* DATA RECORDS
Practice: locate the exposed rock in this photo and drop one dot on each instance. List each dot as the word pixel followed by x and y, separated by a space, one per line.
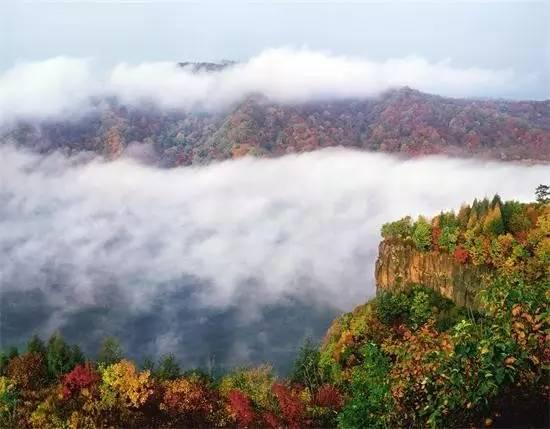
pixel 399 264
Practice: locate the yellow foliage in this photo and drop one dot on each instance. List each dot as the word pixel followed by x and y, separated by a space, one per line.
pixel 122 383
pixel 6 388
pixel 255 382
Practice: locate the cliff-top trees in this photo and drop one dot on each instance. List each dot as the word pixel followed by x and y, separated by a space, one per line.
pixel 422 234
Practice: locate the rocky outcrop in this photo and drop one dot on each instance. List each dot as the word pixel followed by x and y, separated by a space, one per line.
pixel 400 264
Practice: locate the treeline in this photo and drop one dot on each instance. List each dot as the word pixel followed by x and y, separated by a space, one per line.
pixel 509 236
pixel 54 385
pixel 407 358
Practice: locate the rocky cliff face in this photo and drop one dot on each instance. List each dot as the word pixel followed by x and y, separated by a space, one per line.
pixel 399 263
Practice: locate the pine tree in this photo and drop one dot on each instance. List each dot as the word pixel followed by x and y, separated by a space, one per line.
pixel 493 224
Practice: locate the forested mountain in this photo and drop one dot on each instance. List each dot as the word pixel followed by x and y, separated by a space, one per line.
pixel 411 357
pixel 402 121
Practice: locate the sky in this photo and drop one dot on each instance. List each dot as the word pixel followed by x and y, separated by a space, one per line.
pixel 495 35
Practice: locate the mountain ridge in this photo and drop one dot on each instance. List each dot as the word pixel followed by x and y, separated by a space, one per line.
pixel 400 121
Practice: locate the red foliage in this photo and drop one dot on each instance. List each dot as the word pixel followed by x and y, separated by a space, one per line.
pixel 81 377
pixel 461 255
pixel 292 408
pixel 28 371
pixel 328 396
pixel 270 420
pixel 241 406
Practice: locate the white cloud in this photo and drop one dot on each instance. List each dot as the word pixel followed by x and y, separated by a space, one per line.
pixel 62 86
pixel 300 225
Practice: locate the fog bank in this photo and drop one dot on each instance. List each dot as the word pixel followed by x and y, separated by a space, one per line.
pixel 244 236
pixel 63 85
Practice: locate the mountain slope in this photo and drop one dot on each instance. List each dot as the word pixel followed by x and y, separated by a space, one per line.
pixel 401 121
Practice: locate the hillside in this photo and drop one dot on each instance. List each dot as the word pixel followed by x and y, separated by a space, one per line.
pixel 411 357
pixel 459 331
pixel 402 121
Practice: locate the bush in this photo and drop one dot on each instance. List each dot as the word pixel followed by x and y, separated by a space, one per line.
pixel 422 234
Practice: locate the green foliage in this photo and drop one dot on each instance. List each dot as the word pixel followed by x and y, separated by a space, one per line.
pixel 422 234
pixel 110 351
pixel 306 369
pixel 392 307
pixel 493 224
pixel 402 228
pixel 61 357
pixel 370 402
pixel 449 238
pixel 542 194
pixel 420 308
pixel 168 368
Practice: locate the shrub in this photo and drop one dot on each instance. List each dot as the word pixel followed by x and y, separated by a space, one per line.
pixel 422 234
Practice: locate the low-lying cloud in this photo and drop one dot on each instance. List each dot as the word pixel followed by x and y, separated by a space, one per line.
pixel 61 86
pixel 252 233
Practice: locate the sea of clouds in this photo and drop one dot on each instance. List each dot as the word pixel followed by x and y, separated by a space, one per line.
pixel 61 86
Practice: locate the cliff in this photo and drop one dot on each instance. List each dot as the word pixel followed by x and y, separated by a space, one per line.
pixel 401 121
pixel 399 263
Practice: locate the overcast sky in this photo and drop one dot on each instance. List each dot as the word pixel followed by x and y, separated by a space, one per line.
pixel 488 34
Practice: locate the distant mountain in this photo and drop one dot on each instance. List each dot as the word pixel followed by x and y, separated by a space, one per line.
pixel 402 121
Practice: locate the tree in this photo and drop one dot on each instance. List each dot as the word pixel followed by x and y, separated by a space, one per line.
pixel 306 369
pixel 122 385
pixel 81 377
pixel 27 371
pixel 6 357
pixel 168 368
pixel 422 234
pixel 493 224
pixel 110 351
pixel 401 228
pixel 60 357
pixel 543 194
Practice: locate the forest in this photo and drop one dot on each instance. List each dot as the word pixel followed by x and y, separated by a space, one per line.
pixel 409 357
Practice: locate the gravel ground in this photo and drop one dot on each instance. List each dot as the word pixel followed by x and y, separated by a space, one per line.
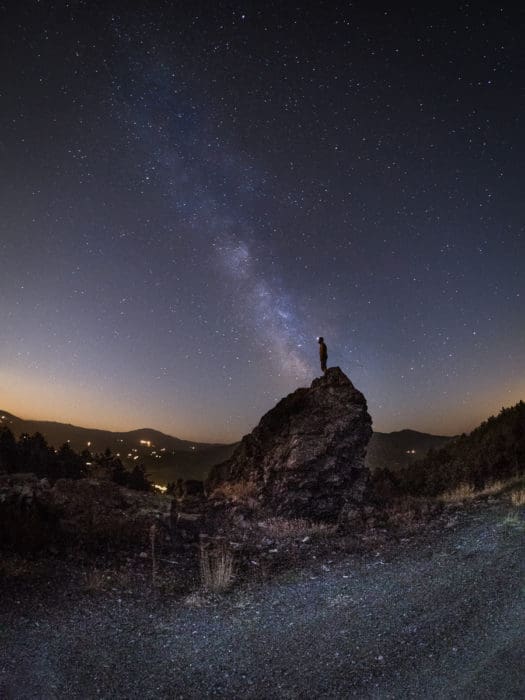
pixel 439 615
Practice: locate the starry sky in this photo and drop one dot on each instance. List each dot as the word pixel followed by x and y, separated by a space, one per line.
pixel 192 192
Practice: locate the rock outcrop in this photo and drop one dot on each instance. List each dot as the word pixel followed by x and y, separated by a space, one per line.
pixel 306 458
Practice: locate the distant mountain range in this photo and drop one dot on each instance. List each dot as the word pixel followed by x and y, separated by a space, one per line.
pixel 402 448
pixel 167 458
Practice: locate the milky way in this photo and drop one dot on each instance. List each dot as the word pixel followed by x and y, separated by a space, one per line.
pixel 190 198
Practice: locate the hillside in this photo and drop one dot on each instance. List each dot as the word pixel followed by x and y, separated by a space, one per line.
pixel 168 458
pixel 399 449
pixel 494 450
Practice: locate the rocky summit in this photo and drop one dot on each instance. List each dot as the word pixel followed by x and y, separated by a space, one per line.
pixel 306 458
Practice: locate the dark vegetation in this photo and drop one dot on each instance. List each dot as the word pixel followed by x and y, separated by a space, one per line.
pixel 31 453
pixel 493 451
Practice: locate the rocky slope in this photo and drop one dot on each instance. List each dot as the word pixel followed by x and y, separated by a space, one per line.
pixel 306 458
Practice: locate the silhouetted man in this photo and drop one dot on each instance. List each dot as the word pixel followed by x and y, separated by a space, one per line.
pixel 323 353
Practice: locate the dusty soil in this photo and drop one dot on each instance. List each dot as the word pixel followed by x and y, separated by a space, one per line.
pixel 438 614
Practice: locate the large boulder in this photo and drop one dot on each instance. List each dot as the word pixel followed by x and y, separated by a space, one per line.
pixel 306 458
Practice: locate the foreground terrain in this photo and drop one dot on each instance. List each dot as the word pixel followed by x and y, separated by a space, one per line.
pixel 438 614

* REQUIRED ACTION
Every line above should be repeated exactly; pictures stay out of the copy.

* EXERCISE RESULT
Practice: locate the exposed rock in this photo and drop one dot on each instance. List each dot as the word pixel followed by x and y, separated by a space, one per line.
pixel 399 264
Practice: locate the yellow foliage in this photo and drop one dot on each instance. List each dot as the word pixel followed by x and y, separated by a space, one per line.
pixel 122 383
pixel 6 388
pixel 255 382
Practice: locate the cliff-top trees in this photo and drop one dot on each instance. List each dot as the word pixel followed by x and y, separated by a space, one per line.
pixel 422 234
Practice: locate the rocky outcrop in this photo and drop one dot on each instance. List each dot as the word pixel followed by x and y, separated by a space, one per line.
pixel 400 264
Practice: locate the treeline in this photo and drop one dot on each instance. List each dot as the word pixel followed by x and y, separated by a space, one per line.
pixel 509 236
pixel 54 385
pixel 407 358
Practice: locate the rocky cliff face in this photo and drop one dot on each instance. List each dot as the word pixel followed by x and y, separated by a space, one per line.
pixel 399 263
Practice: locate the pine tree in this photo and drop one dot on each instance. List each dot as the word pixel followed by x and y, separated by a space, one per line.
pixel 493 224
Practice: locate the forested mountain in this photo and drop one dot on each instance. List each dot as the word pixel followed by x and y, separated by a space, one per line.
pixel 411 357
pixel 402 121
Practice: locate the sky in this photo and drop one dot on each instance. List each dot as the word pixel followed by x and y, separated by a space, one per line.
pixel 495 35
Practice: locate the mountain ridge in this photo and drop one dot on each instance. List each dot as the word pixel followed by x and y, separated by a space, one per line.
pixel 400 121
Practice: locate the red foliage in this photo and drop one dot on each instance. List each dot as the word pixel followed by x and y, separated by a space, one per line.
pixel 81 377
pixel 461 255
pixel 292 408
pixel 28 371
pixel 328 396
pixel 270 420
pixel 241 406
Practice: locate the white cloud in this photo and drop one dot on each instance. List each dot as the word pixel followed by x and y, separated by a space, one per line.
pixel 62 86
pixel 300 225
Practice: locate the fog bank in this photo and drop one dot on each instance. List each dot as the word pixel followed by x and y, separated by a space, one per line.
pixel 244 236
pixel 63 85
Practice: locate the mountain slope in this photo and drop one dot on each instance. List each dot as the word pixel followed by x and y, separated by a space, one per line.
pixel 401 121
Practice: locate the hillside in this photo and drop one dot on each instance. List each dot as the word pixel followed by x and y, separated by a space, one per line.
pixel 411 357
pixel 459 331
pixel 402 121
Practice: locate the bush in this photo and drop one dot on each instance. List each dot as the word pixel followed by x and y, separated by a space, one per line.
pixel 422 234
Practice: locate the green foliage in this photo and drop one dot on each instance. List each dot as the word pixel followed by x and y, separated by a space, one per line.
pixel 422 234
pixel 110 351
pixel 306 369
pixel 392 307
pixel 493 224
pixel 402 228
pixel 61 357
pixel 370 402
pixel 449 238
pixel 542 194
pixel 420 308
pixel 168 368
Practice: locate the shrub in this photo and drop one dot on each instance. List each dot as the word pixel followed by x and y, separated by a space, one per line.
pixel 422 234
Practice: locate the low-lying cloud in this photo and drop one dot on each instance. List each dot as the word pixel followed by x and y, separated by a space, one per line.
pixel 61 86
pixel 252 233
Practice: locate the sea of clouds in this photo and drop one dot on each instance. List each dot as the word pixel followed by x and y, separated by a space, one per line.
pixel 61 86
Practice: locate the cliff in this photo and drop one dot on each instance. List each dot as the word pixel followed by x and y, separated by a space, one per line.
pixel 401 121
pixel 399 263
Practice: locate the overcast sky in this photo and drop one dot on each instance. List each dot as the word pixel followed by x and y, separated by a space, one per line.
pixel 488 34
Practice: locate the distant mountain in this photo and drop one dot on each instance. List each dot as the word pixel followed by x and y, separated by a space, one per line.
pixel 402 121
Practice: locate the tree in this photo and drop one dot on each instance. List each dot as the word pixel followed by x and y, separated by a space, one per line.
pixel 306 369
pixel 122 385
pixel 81 377
pixel 27 371
pixel 6 357
pixel 168 368
pixel 422 234
pixel 493 224
pixel 110 351
pixel 401 228
pixel 60 357
pixel 543 194
Practice: locate the forest in this photo and drop one dot on each instance. List each dot as the word pixel followed by x and y, separated by a space, one per line.
pixel 409 357
Practice: locate the gravel ground in this photo and drop one dot on each instance. List each dot as the word pixel followed by x and y, separated by a space, one per line.
pixel 439 615
Practice: locate the starry sky in this photo and drop one dot on each instance. List each dot as the word pixel followed by x and y, separated by a space, one per line.
pixel 192 192
Practice: locate the rock outcrop in this photo and drop one dot on each instance. List each dot as the word pixel followed by x and y, separated by a space, one per line.
pixel 306 458
Practice: locate the distant mountain range in this photo and drop one dot on each instance. List each dot as the word pixel followed by x and y, separated by a space, one per line.
pixel 402 448
pixel 167 458
Practice: locate the milky way in this photo and drop one dot on each instance. List each dot as the word pixel followed by x and y, separated by a space, one per line.
pixel 190 198
Practice: locate the hillside in this photo and drop one dot on each instance. List each dot as the word pixel followed by x and y, separated by a space, one per line.
pixel 168 458
pixel 399 449
pixel 494 450
Practice: locate the rocky summit in this photo and drop one dot on each instance. List each dot as the word pixel followed by x and y, separated by a space, one per line.
pixel 306 458
Practice: locate the dark vegetation in this photo and drop one dot on each instance. List each dot as the word pixel followed by x and y, separated by a space, one per line.
pixel 31 453
pixel 493 451
Practice: locate the rocky slope in this photo and drop one dot on each instance. List each dot as the word pixel followed by x and y, separated by a space, one per line.
pixel 306 458
Practice: locate the silhouetted man in this photo and drop one dot on each instance. List each dot as the word pixel followed by x and y, separated by a space, one per line.
pixel 323 353
Practice: locate the dusty soil in this photo and drop one dot on each instance. List each dot as the word pixel followed by x and y, separated by a space, one per line.
pixel 438 614
Practice: locate the large boulder in this photo and drop one dot on each instance. List each dot as the word pixel followed by x and y, separated by a space, one per line.
pixel 306 458
Practice: locate the foreground terrain in this photo and drop one dot on each instance. List each dot as the word pixel followed by x and y, separated by a space, one per line.
pixel 438 614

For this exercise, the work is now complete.